## TASKS TO PERFORM
**A.** Transcribe the Duwamish River text between "The lower Duwamish" and "from environmental damage.", inclusive.
**B.** Answer these questions using the Duwamish River text:
(i) As of 2017, what was the approximate population of the combined Duwamish-Green watershed?
(ii) Where is Terminal 18 Park located?
(iii) In what month and year were the new park names implemented after community comment?

The lower Duwamish shoreline primarily consists of commercial and industrial properties. Two Seattle neighborhoods near the river, Georgetown and South Park, contain a mix of residential and commercial areas, including a small number of houses directly along the river. As of 2017, the combined Duwamish-Green watershed has a population of around 630,000. Residents of the urban areas in the Duwamish valley are generally low-income, and at a higher risk of suffering negative health effects from environmental damage.

The Green and Duwamish watersheds are collectively managed by the state government as Water Resource Inventory Area 9.

=== Recreation and fishing ===
The Duwamish is used for recreational activities such as boating, fishing, and kayaking. Members of the Muckleshoot and Suquamish Indian Tribe continue to exercise traditional fishing rights in the Duwamish estuary, with the former maintaining a commercial fishery in the area. Migratory salmon from the waterway are generally safe to eat, while resident fish, crabs, and shellfish from the waterway often contain toxic chemicals such as polychlorinated biphenyl.

The Port of Seattle owns various public parks along the Duwamish Waterway, expanded during environmental restoration efforts. Terminal 18 Park sits on the southwestern edge of the Harbor Island. On the western shoreline of the waterway are t̓uʔəlaltxʷ Village Park and həʔapus Village Park, near the Duwamish Longhouse. Jack Perry Park and sbəq̓ʷaʔ Park are on the eastern shore of the waterway in SoDo. Around the South Park neighborhood are Duwamish Waterway Park, t̓ałt̓ałucid Park, Duwamish River People's Park, and Salmon Cove Park, all on the western bank. The Lushootseed names t̓uʔəlaltxʷ, həʔapus, sbəq̓ʷaʔ, and t̓ałt̓ałucid, alongside Salmon Cove and Duwamish River People's Park, were implemented after community comment in October 2020. These parks were previously named for shipping terminals and streets, resulting in names described as confusing and difficult to locate.

## STORED DATA
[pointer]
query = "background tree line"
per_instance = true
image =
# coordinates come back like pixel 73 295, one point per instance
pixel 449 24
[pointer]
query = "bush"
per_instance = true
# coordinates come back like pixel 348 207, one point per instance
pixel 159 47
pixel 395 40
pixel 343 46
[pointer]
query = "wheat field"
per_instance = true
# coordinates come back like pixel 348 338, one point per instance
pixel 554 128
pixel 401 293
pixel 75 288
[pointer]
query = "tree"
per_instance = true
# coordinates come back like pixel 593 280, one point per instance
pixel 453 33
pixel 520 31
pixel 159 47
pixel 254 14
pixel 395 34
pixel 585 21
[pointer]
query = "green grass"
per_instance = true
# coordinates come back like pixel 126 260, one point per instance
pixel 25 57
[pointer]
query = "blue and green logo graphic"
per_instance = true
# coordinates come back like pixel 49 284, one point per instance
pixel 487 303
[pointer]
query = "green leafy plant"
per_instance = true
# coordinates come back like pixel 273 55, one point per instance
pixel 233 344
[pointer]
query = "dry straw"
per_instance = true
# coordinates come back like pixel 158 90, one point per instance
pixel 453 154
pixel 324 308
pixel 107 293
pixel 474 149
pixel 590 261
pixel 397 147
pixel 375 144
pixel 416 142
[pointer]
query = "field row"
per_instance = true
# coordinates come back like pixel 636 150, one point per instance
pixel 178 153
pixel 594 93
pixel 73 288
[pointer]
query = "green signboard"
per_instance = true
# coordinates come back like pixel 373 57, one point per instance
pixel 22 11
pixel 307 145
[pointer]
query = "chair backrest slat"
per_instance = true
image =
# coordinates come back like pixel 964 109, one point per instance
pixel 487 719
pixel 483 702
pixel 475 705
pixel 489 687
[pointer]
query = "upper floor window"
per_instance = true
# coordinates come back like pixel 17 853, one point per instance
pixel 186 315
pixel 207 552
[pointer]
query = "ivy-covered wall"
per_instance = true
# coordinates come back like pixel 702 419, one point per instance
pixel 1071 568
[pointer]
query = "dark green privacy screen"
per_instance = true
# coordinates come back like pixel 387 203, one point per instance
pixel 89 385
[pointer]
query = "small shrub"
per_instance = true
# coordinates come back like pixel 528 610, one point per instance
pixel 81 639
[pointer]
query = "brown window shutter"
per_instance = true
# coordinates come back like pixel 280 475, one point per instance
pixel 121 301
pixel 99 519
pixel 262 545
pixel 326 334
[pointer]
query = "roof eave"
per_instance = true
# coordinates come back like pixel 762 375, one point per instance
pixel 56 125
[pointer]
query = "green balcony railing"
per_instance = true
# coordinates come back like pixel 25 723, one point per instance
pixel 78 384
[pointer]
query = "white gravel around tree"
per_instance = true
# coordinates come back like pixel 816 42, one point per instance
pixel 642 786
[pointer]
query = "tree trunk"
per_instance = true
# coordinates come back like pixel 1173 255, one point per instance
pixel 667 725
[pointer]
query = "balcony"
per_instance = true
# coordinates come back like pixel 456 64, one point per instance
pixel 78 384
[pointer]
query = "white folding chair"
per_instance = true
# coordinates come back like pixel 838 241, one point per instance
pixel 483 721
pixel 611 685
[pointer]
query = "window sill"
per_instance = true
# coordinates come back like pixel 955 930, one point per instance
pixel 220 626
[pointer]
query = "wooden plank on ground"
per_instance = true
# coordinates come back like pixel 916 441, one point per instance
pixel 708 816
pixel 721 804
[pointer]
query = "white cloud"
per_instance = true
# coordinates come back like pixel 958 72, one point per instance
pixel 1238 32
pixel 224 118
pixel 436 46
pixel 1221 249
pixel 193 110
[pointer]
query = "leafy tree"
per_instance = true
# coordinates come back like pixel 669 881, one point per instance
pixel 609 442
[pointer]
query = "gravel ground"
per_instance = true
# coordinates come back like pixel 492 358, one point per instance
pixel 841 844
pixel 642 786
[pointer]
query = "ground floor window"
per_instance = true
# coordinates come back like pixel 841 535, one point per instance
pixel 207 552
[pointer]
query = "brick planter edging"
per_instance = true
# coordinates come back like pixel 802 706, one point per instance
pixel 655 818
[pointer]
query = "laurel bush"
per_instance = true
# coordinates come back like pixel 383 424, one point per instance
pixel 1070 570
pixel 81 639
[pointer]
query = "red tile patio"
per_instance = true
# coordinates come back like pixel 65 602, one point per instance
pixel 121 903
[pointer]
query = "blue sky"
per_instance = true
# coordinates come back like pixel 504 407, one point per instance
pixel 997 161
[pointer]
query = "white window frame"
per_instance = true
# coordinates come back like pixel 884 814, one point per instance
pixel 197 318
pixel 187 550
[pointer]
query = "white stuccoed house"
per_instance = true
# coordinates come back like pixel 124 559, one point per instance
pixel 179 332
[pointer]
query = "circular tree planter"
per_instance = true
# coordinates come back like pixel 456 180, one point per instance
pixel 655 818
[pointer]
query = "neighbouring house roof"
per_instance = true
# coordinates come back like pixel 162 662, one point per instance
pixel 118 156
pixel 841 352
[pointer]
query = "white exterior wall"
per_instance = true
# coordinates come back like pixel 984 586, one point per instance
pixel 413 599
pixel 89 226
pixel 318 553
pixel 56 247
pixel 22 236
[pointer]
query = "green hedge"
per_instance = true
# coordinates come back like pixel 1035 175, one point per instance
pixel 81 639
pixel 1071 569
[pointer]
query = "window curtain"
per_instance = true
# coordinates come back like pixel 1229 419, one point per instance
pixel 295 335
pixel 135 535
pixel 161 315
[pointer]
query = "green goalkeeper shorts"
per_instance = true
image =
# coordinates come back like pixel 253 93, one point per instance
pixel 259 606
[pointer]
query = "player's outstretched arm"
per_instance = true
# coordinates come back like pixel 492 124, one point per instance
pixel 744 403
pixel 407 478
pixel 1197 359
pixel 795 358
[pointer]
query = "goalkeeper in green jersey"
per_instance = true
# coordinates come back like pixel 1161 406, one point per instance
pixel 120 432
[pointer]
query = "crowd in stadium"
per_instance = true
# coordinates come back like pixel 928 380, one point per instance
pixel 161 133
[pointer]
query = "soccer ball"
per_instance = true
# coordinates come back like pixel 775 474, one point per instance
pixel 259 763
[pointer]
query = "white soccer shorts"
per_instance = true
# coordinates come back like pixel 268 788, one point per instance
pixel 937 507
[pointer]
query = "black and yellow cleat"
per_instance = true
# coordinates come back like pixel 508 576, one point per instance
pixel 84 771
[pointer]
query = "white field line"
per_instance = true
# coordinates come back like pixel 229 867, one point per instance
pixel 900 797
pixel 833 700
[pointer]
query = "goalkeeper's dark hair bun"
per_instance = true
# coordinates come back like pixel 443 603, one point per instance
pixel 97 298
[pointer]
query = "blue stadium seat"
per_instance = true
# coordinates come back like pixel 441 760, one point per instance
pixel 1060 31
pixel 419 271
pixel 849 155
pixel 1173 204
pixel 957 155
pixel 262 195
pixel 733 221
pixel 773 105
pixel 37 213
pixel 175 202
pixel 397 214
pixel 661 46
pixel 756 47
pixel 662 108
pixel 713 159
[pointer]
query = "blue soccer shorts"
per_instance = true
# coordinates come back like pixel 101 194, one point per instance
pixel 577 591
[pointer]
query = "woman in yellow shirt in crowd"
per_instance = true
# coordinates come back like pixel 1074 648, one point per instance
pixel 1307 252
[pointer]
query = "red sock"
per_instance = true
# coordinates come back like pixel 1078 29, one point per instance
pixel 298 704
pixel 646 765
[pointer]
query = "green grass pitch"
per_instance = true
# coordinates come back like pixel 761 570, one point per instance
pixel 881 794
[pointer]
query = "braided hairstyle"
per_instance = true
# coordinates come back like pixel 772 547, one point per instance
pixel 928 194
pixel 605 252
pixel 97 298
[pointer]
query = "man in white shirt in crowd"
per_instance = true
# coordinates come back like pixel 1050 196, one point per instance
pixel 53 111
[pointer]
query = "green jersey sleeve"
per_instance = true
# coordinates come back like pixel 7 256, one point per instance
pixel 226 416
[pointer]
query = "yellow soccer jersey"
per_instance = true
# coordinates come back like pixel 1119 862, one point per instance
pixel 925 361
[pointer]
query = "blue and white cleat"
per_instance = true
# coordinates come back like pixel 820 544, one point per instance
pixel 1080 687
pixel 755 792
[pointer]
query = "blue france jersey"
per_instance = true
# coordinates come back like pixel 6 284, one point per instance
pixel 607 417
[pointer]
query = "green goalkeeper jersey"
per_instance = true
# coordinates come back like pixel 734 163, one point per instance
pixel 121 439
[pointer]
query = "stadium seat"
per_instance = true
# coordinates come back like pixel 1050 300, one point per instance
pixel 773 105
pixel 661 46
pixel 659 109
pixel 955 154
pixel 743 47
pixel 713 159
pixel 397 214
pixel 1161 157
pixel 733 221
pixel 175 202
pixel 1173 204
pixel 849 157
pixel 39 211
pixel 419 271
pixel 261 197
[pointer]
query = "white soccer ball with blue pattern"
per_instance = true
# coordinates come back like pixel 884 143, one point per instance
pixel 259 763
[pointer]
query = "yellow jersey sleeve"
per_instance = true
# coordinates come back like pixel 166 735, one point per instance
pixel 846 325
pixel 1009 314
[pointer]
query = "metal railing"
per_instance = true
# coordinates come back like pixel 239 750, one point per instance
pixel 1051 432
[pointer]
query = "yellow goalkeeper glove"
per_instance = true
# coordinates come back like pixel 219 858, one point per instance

## ANSWERS TO EACH TASK
**A.**
The lower Duwamish shoreline primarily consists of commercial and industrial properties. Two Seattle neighborhoods near the river, Georgetown and South Park, contain a mix of residential and commercial areas, including a small number of houses directly along the river. As of 2017, the combined Duwamish-Green watershed has a population of around 630,000. Residents of the urban areas in the Duwamish valley are generally low-income, and at a higher risk of suffering negative health effects from environmental damage.

**B.**
(i) Around 630,000.
(ii) On the southwestern edge of the Harbor Island.
(iii) October 2020.